**Exercise goal**
Restate exactly, and only, the lines spanning from the one with "Objective — a point for each instance of the red" to the end of the records below.

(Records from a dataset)
^^^^^^^^^^^^^^^^
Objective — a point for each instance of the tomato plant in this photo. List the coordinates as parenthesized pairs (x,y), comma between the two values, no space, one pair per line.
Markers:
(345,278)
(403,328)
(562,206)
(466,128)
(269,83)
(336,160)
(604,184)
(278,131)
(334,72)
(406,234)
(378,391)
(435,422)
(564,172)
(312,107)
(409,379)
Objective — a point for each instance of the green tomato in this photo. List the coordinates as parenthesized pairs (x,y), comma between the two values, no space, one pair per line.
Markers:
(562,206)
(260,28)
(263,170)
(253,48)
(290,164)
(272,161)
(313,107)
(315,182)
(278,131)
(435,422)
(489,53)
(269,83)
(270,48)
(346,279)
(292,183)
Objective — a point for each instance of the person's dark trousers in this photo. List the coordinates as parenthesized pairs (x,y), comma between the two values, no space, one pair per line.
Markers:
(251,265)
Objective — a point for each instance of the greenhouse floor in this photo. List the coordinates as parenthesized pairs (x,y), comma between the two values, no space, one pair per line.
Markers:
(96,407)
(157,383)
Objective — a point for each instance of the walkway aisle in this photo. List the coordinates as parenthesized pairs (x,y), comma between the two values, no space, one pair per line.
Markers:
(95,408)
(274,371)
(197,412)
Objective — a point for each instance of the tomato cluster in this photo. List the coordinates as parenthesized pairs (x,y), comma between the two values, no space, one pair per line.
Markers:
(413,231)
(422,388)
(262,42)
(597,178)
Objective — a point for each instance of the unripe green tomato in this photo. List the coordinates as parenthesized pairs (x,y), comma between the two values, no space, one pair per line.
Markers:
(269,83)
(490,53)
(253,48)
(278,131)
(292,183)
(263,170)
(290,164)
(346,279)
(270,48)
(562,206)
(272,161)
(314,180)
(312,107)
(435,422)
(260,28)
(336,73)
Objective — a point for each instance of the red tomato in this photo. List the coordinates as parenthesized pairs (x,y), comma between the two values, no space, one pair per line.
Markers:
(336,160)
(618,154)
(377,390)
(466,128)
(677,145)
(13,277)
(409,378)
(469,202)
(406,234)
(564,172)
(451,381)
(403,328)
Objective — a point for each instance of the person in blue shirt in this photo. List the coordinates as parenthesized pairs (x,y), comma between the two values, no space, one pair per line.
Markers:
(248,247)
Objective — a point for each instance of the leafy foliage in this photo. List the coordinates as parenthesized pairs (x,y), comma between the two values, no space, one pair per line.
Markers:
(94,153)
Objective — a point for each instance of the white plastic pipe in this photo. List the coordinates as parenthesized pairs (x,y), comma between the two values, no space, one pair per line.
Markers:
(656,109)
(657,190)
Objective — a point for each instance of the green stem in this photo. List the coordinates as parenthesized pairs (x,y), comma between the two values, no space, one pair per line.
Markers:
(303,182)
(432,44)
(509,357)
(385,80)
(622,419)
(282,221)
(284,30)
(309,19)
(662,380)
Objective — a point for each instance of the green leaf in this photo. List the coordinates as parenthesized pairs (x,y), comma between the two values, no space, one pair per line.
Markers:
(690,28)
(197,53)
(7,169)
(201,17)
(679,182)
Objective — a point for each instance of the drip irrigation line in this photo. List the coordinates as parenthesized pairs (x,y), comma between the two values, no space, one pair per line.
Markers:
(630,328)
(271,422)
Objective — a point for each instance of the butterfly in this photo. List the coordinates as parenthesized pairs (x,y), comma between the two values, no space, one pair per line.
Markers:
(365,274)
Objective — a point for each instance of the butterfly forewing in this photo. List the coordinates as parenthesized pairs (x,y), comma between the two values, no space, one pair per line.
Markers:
^^^^^^^^^^^^^^^^
**Exercise output**
Objective — a point for each instance of the red tomato in this photo. List the coordinates as parenthesized pairs (x,y), comma between the two values, no space, one pair per line.
Markers:
(336,160)
(618,154)
(377,390)
(466,128)
(677,145)
(13,277)
(409,378)
(469,202)
(406,234)
(564,172)
(451,381)
(403,328)
Objective — a point for each instance of the person in blue shirt in this photo. List the coordinates as parenthesized pairs (x,y), comma between the two values, no space, one pair per line.
Markers:
(248,247)
Objective — a point for each instance of the leafy foliage in this photo. List the coordinates as parenthesized pairs (x,y), comma between the two values, no space, one pair per line.
Markers:
(94,153)
Objective — a point for each instance of the white plastic pipe in this photo. List the coordinates as parenthesized pairs (x,y), comma between the two values, no space, one pair per line.
Markers:
(656,109)
(657,190)
Objective — a point for each instance of the green stem in this photo. List the coordinates as parenthesized pairs (x,y), comma between the two values, no space, one pair per line.
Markers:
(303,182)
(432,44)
(509,357)
(385,80)
(622,419)
(282,221)
(284,30)
(309,19)
(662,380)
Objective — a point for each instance of the green leaf in this photo. List the coordinates as parenthesized pairs (x,y), comma between the two values, no space, one pair per line.
Markers:
(690,28)
(197,53)
(7,169)
(201,17)
(679,182)
Objective — a point for each instance of the drip irrigation line in this photo. List the coordinates as parenthesized pairs (x,y), comma between the two values, no space, one pair per line.
Markers:
(630,328)
(271,422)
Objective — a point for each instance of the butterfly in this photo. List the coordinates as parenthesized pairs (x,y), comma between the two values, no space, one pair per line.
Markers:
(365,274)
Objective — a point for each instance of the butterfly forewing in this photo. List the coordinates as parenthesized pairs (x,y), comma between the two values, no space, one pair per line.
Markers:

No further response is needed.